→ THE EXERCISE: Select every line in the rows below that contains the word "gray" and copy each one.
------------------------------
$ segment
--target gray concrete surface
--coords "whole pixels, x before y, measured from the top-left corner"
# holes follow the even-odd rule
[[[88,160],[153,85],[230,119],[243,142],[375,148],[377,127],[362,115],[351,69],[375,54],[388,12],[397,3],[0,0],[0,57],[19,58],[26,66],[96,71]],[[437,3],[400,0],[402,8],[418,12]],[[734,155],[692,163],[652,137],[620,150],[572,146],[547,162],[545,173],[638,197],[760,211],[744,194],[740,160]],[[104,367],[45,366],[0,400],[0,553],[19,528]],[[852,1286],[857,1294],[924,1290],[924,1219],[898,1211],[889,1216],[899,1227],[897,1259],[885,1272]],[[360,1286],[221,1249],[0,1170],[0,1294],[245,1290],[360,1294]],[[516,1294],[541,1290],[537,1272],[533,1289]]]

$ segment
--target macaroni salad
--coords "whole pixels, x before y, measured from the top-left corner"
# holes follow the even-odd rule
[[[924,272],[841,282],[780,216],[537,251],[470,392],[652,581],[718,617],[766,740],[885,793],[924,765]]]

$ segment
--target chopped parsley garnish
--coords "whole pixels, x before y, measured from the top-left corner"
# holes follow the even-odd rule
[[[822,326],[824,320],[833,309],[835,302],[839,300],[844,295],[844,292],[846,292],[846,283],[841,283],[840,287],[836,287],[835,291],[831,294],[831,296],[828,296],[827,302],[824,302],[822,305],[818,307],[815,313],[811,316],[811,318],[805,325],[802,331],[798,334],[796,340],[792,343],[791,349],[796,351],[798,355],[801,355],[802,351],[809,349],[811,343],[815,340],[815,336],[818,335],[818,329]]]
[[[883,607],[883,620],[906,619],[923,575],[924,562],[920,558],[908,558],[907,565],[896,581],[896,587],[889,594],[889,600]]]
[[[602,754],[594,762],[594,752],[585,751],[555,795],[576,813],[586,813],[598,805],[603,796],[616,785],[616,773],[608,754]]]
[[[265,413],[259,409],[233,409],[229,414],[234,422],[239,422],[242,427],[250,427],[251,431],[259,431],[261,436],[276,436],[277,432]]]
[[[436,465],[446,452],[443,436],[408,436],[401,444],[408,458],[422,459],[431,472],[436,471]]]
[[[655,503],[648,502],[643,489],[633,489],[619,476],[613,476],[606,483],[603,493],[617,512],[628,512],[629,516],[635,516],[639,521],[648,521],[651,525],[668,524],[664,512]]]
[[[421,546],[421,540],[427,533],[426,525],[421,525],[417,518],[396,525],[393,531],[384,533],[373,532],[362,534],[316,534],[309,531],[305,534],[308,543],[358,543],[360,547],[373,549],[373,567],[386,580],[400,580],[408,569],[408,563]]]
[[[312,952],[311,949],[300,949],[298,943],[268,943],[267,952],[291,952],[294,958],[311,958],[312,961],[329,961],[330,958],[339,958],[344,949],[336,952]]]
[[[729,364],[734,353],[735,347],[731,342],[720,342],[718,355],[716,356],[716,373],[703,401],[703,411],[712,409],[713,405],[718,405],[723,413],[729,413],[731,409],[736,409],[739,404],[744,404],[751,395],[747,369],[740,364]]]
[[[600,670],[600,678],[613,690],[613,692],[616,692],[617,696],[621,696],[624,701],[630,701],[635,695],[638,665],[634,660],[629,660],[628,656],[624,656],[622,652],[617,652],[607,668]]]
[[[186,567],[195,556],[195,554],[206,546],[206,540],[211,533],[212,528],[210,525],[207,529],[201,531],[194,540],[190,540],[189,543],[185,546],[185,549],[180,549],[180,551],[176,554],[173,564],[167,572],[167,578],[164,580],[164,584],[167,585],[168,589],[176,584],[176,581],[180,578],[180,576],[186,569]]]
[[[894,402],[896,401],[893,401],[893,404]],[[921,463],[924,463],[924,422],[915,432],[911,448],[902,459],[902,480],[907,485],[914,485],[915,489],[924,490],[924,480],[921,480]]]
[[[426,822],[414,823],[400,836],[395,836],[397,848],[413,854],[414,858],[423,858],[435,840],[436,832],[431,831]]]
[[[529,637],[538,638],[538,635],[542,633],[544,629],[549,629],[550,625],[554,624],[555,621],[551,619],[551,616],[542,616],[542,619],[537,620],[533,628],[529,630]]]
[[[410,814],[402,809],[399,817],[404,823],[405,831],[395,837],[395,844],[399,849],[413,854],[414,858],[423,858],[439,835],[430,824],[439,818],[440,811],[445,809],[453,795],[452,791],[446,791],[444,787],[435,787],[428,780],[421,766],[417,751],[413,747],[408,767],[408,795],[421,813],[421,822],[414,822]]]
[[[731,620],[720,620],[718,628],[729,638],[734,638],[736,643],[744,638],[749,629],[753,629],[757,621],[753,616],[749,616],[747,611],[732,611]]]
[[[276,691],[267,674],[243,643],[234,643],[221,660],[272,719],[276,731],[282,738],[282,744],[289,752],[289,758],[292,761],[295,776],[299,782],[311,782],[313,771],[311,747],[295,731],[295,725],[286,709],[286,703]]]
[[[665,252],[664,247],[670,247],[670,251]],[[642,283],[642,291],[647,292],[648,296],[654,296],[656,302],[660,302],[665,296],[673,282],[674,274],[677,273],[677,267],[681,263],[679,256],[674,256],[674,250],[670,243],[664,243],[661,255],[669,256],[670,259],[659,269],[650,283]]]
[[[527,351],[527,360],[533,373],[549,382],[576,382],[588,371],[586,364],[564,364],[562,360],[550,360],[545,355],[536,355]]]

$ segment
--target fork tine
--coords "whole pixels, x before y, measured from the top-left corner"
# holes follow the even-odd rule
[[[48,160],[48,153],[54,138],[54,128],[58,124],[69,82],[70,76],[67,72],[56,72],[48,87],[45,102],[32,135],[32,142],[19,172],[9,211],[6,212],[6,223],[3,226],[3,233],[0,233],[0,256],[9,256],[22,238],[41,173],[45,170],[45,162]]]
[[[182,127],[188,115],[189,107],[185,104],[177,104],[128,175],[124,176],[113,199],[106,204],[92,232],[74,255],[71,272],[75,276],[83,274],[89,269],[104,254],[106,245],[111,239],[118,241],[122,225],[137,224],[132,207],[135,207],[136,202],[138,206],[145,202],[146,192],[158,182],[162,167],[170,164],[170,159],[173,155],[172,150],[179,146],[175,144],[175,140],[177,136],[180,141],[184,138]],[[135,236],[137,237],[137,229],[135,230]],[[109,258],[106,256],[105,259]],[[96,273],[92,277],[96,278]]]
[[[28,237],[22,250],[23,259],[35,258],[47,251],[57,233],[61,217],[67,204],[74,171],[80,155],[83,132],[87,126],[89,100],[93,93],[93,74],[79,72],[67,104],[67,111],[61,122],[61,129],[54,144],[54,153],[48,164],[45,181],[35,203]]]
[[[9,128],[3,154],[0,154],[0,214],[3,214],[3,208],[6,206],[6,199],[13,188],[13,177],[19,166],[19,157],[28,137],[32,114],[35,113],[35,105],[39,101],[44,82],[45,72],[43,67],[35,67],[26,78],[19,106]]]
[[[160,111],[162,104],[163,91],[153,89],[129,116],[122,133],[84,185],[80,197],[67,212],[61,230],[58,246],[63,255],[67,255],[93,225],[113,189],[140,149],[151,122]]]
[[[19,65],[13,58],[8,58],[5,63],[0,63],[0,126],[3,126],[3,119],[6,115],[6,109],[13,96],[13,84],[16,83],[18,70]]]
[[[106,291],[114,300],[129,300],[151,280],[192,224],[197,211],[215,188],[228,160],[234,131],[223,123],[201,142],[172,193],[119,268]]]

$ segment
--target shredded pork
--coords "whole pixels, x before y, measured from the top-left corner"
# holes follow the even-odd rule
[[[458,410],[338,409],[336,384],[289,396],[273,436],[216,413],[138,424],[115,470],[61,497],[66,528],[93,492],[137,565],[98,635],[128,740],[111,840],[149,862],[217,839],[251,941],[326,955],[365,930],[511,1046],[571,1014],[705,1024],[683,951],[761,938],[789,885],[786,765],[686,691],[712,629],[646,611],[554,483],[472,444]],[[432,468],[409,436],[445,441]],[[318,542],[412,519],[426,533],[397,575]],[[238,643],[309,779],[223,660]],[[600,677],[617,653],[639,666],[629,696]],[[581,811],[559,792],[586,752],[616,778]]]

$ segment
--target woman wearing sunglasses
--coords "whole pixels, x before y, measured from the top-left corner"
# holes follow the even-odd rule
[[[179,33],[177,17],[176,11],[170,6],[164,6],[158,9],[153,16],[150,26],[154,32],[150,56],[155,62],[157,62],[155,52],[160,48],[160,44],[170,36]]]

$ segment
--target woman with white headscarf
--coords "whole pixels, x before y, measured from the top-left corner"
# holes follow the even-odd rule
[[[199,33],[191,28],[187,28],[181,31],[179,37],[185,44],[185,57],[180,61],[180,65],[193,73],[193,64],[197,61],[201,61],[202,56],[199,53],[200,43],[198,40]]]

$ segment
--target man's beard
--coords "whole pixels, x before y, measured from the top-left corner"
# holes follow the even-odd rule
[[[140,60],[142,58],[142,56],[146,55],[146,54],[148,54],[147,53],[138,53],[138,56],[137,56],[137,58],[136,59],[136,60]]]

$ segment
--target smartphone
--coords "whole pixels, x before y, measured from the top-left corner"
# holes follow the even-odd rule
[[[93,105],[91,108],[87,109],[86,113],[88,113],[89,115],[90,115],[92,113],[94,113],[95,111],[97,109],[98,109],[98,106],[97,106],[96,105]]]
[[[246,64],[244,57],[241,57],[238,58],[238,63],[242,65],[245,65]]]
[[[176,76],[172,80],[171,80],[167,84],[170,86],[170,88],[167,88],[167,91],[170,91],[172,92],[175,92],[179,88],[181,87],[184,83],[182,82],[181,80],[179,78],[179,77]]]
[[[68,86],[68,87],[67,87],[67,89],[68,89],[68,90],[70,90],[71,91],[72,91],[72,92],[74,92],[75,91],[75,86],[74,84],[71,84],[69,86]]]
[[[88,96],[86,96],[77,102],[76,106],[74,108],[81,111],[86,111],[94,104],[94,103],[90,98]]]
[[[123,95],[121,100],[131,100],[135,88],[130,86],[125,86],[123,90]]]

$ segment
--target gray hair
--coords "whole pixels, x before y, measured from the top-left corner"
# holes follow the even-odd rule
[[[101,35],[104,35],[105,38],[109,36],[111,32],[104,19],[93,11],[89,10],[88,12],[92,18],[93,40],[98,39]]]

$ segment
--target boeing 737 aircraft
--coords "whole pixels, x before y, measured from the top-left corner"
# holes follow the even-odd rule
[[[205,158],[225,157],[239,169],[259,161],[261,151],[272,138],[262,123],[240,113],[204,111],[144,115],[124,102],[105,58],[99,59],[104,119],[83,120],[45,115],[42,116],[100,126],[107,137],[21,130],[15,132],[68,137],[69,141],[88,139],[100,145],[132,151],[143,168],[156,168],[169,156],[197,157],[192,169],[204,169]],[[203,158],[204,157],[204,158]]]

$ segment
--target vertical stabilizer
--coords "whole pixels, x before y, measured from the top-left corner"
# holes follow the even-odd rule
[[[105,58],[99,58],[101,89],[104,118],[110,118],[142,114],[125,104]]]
------------------------------
→ COMPLETED TASK:
--target gray concrete surface
--target gray hair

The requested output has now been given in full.